• [Exercise]:
Copy every record below exactly as it stands.

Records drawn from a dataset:
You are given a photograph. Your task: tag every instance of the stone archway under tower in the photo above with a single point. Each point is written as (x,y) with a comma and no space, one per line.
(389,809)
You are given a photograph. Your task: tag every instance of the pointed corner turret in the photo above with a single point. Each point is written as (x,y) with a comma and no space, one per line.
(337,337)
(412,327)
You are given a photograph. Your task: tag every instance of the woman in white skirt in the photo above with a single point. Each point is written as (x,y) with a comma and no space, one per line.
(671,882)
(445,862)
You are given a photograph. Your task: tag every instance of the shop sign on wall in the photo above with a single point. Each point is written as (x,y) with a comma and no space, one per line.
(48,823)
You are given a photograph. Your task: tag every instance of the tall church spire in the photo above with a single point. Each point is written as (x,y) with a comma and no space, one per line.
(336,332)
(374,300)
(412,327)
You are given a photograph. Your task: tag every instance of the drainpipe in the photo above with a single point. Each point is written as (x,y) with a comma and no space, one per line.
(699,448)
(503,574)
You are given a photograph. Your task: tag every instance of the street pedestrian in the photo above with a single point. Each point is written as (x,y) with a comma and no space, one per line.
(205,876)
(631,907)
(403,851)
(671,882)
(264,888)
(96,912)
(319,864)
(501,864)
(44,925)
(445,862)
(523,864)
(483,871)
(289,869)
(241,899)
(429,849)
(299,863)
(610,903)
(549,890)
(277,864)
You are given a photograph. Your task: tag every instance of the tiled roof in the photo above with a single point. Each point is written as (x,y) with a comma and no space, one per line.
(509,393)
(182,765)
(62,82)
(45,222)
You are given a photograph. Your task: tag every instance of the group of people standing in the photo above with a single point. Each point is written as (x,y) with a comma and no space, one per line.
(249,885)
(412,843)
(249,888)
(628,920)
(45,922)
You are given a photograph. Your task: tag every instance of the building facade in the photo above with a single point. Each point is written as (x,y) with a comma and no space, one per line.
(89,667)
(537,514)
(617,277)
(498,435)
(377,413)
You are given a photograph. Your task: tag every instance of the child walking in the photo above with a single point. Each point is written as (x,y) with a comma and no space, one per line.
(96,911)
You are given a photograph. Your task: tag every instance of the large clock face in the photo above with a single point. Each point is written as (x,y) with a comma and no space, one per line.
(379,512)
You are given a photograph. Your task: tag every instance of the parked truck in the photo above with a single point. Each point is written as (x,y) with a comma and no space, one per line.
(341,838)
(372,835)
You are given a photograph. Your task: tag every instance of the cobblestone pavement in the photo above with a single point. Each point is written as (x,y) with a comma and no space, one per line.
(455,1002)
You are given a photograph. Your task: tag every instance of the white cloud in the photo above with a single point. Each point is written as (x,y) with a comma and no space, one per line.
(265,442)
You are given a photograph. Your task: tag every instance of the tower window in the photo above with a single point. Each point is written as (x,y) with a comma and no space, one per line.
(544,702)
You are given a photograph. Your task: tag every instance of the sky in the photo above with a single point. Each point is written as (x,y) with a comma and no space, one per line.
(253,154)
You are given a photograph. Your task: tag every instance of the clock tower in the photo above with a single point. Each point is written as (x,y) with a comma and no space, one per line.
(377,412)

• [Solution to the problem]:
You are given a photograph. Your task: tag every instance of the stone archway under tower in the photo above with a single point. Each point is written as (x,y) with a comma and no space, one per line.
(389,809)
You are given a photograph. Your task: tag every instance of the pointed corner turret in the photo above with a single point. Each point is written as (x,y) with a comma and no space, one per line.
(337,337)
(412,327)
You are given a photograph. Your task: tag every instance of the woman in white skirt in the photo above with a single point. Each point is written as (x,y) with a comma and no space, one per line.
(671,882)
(445,862)
You are given a photograph. Your task: tag every instance of the shop sign on wall in the photo above with a single point. Each point is written as (x,y) with a comma and no space, one per line.
(48,823)
You are given a photograph. Your task: tag every instance of the tall church spire in the photo above with a single point. Each point is written as (x,y) with a comma and no space, one per line.
(336,332)
(374,300)
(412,327)
You are given a photograph. Your task: tag every instance of the drainpipe in the photo above with a single point. Each point is written as (x,y) with a comma and no space, one per line.
(699,448)
(503,574)
You are given a photograph. Your task: tag every instance of the street pedestrian in the photo above with a single point. Each point is written as (x,y) with a comma and no space, one per line.
(205,876)
(631,907)
(403,851)
(671,882)
(264,888)
(96,912)
(319,864)
(501,864)
(44,925)
(445,862)
(523,864)
(483,871)
(289,869)
(241,899)
(429,849)
(299,863)
(610,903)
(549,890)
(277,864)
You are given a photograph. Your task: tag every instance of the tiled roof in the photo above with a single point. Each point is written as (x,y) with a comma and no space, one per line.
(509,393)
(182,765)
(62,82)
(45,222)
You are given a photograph. Your task: tag every instance of the group of people standing in the photo above with a single point. Each point is written as (x,y) with a comma and no space, one per line.
(249,885)
(412,843)
(249,888)
(628,920)
(45,922)
You are given a photograph. Your task: tag every instance of the building facade in the photo above with a single point. Each point is written as (x,y) with a comma and no space, one per line.
(89,667)
(537,514)
(617,277)
(498,435)
(377,413)
You are given a photograph. Your task: tag every instance of the child walking in the photo above with a single point. Each point is written as (x,y) with a comma and no space, one per line.
(96,911)
You are given a photograph. Your task: tag every instance of the large clock face in the photo above with a single point. Each point is written as (x,y) with a comma and no space, one per line.
(379,512)
You are given a photograph. Your task: tag every instance of the parked truck in the photo above with a single point. Each point is written as (x,y) with a comma and no space, one per line.
(341,838)
(372,835)
You are given a photograph. Your task: tag every instance of the cobblestone pavement in the photo above with a single point. Each point is written as (x,y) with a comma and no space, one per line.
(455,1002)
You are given a photograph. Your task: tag every instance of the white cloud in the photo above with a single point. Each point is written as (x,y) with a comma and no space, one per line.
(265,442)
You are given a photograph. Your task: tag every instance of the tower window in the photo above with a single point. Each point is written as (x,y) with a comma and no space, one per line.
(544,702)
You are given a photograph. Your task: tag every instance of the sky in the photo above with a single point. Each point is written as (x,y) with a comma and no space, one per line.
(253,154)
You are given a photograph. Your task: tag every instance of the clock tower in the photo above with a single point. Each point is written as (x,y) with a comma and no space, one per line.
(377,412)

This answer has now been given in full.